--- Texto de origem ---
A Covid-19 usa uma “porta dos fundos” secreta para infetar o nosso cérebro

Um novo estudo sugere que o SARS-CoV-2 – o vírus que causa a Covid-19 – pode preferencialmente utilizar uma “porta das traseiras”, nas células, para infetar o nosso cérebro.

Os cientistas já suspeitavam que o SARS-CoV-2 poderia entrar no sistema nervoso central, mas o mecanismo de como o vírus se movia do trato respiratório para o cérebro permaneciam até então, desconhecido.

No novo estudo, publicado na semana passada Nature Microbiology, os investigadores conseguiram identificar mutações na proteína spike do vírus – essencial para a entrada nas células humanas ao ligar-se à molécula ACE2 na superfície celular.

Judd Hultquist, da Northwestern University, que fez parte da investigação, explicou à Live Science que o vírus pode entrar numa célula de duas maneiras: pela superfície (porta da frente) ou internamente (porta das traseiras).

“A proteína spike do SARS-CoV-2 reveste o exterior do vírus e permite-lhe entrar numa célula. Normalmente, o vírus pode entrar na célula de duas maneiras: ou na superfície da célula (através da porta da frente) ou internamente depois de ser levado para dentro da célula (através da porta dos fundos)”, explicou.

O sítio de clivagem da furina – uma parte crucial da proteína spike – facilita a entrada pela porta da frente. Contudo, se este sítio sofrer mutação ou for removido, o vírus fica limitado à via da porta traseira.

Se, por um lado, as células das vias respiratórias e dos pulmões são altamente suscetíveis ao SARS-CoV-2, permitindo a entrada do vírus por ambas as vias; por outro, para infetar o cérebro, o vírus parece precisar da via da porta traseira.

Experiências em ratinhos geneticamente modificados – cujas células produzem ACE2 humano – revelaram que a mutação no sítio de clivagem da furina aumentou significativamente a infeção das células cerebrais.

“Descobrimos que os ratinhos infetados com o SARS-CoV-2 normal tinham alguma infeção no cérebro, mas que havia muito mais células infetadas quando o vírus tinha uma mutação no local de clivagem da furina”, explicou Hultquist.

Como refere a Live Science, embora ainda não seja possível dizer se estas células infetadas são responsáveis pelos sintomas neurológicos da Covid-19, a equipa de investigação observou taxas elevadas de infeção nas células do hipocampo e do córtex pré-motor, que estão associadas à memória e ao movimento, respetivamente.

--- Entradas extraídas ---

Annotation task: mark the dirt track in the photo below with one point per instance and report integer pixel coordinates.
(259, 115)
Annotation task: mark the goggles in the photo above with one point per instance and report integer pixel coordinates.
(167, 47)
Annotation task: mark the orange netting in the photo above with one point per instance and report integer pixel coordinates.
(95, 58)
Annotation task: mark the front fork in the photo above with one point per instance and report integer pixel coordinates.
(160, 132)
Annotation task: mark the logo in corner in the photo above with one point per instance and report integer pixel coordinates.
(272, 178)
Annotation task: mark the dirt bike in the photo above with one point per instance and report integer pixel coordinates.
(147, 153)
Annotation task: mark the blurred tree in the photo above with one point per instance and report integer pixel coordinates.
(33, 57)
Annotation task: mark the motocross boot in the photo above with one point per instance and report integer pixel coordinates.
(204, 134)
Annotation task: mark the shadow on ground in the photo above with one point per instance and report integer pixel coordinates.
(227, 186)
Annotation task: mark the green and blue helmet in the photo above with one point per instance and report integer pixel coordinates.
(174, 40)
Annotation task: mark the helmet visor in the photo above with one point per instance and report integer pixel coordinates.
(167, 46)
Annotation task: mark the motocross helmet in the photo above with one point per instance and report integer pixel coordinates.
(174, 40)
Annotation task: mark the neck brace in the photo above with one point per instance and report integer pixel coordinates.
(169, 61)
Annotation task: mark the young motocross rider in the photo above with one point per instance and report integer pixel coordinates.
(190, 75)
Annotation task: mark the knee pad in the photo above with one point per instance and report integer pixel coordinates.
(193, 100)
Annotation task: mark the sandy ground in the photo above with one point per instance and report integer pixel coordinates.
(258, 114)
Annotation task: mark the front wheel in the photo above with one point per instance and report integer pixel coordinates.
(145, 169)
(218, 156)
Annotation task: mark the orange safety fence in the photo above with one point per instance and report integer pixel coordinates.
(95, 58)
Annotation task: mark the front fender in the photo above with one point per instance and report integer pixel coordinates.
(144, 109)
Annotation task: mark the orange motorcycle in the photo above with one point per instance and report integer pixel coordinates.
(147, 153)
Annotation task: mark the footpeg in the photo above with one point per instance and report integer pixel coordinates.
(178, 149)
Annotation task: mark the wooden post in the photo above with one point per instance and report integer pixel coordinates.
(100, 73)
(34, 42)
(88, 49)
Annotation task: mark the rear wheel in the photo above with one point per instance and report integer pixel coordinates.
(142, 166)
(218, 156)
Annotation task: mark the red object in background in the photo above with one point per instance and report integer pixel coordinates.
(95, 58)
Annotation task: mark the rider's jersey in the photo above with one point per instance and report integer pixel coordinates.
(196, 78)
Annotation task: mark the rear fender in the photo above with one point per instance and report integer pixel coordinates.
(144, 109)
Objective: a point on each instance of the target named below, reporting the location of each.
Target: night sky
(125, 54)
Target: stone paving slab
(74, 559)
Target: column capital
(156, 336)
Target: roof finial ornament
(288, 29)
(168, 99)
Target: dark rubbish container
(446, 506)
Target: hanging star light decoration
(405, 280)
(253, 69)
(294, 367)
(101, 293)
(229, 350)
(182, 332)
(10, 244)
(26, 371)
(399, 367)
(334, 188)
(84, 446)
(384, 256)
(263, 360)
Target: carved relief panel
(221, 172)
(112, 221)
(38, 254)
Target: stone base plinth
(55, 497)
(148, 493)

--- A tarefa ---
Traduza para inglês esta frase do texto sobre a Covid-19 e o cérebro: "O sítio de clivagem da furina – uma parte crucial da proteína spike – facilita a entrada pela porta da frente." As entradas constituem material à parte, sem ligação ao texto.

--- Resolução da tarefa ---
The furin cleavage site – a crucial part of the spike protein – facilitates entry through the front door.